> Supplied data
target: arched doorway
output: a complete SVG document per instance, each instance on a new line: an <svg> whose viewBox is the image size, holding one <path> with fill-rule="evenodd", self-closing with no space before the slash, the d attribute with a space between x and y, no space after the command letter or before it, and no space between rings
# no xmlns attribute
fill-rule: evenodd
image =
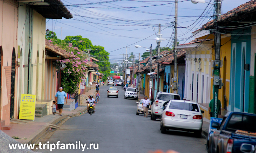
<svg viewBox="0 0 256 153"><path fill-rule="evenodd" d="M3 50L2 50L2 46L0 46L0 87L1 87L2 84L2 60L3 60ZM1 117L1 96L2 94L1 88L0 88L0 119Z"/></svg>
<svg viewBox="0 0 256 153"><path fill-rule="evenodd" d="M10 119L13 117L14 114L14 90L15 89L15 50L12 49L12 71L11 75L11 105Z"/></svg>
<svg viewBox="0 0 256 153"><path fill-rule="evenodd" d="M243 47L242 50L242 57L241 62L241 105L240 110L242 112L244 112L244 85L245 79L245 71L244 70L244 65L245 64L245 49Z"/></svg>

> Exercise prompt
Give the material above as a CSV with the header input,output and one row per input. Put the input's full text and its answer each in a single quoted field, replacing line breaks with spaces, and leave out the pictures.

> Worked answer
input,output
"target: arched doorway output: a complete SVG document per instance, each instance on a new line: an <svg> whose viewBox is the image size, holding one <path> with fill-rule=""evenodd"", self-closing with no space before the slash, the d attribute with a space between x and y, no space after the command letter or before it, and no space between rings # no xmlns attribute fill-rule: evenodd image =","<svg viewBox=""0 0 256 153""><path fill-rule=""evenodd"" d=""M3 50L2 50L2 46L0 46L0 87L1 87L2 84L2 60L3 60ZM1 117L1 96L2 94L1 88L0 88L0 119Z""/></svg> <svg viewBox=""0 0 256 153""><path fill-rule=""evenodd"" d=""M10 119L13 117L14 114L14 90L15 89L15 50L12 49L12 71L11 75L11 105Z""/></svg> <svg viewBox=""0 0 256 153""><path fill-rule=""evenodd"" d=""M243 47L242 50L242 57L241 62L241 105L240 110L242 112L244 112L244 85L245 79L245 71L244 70L244 65L245 64L245 49Z""/></svg>"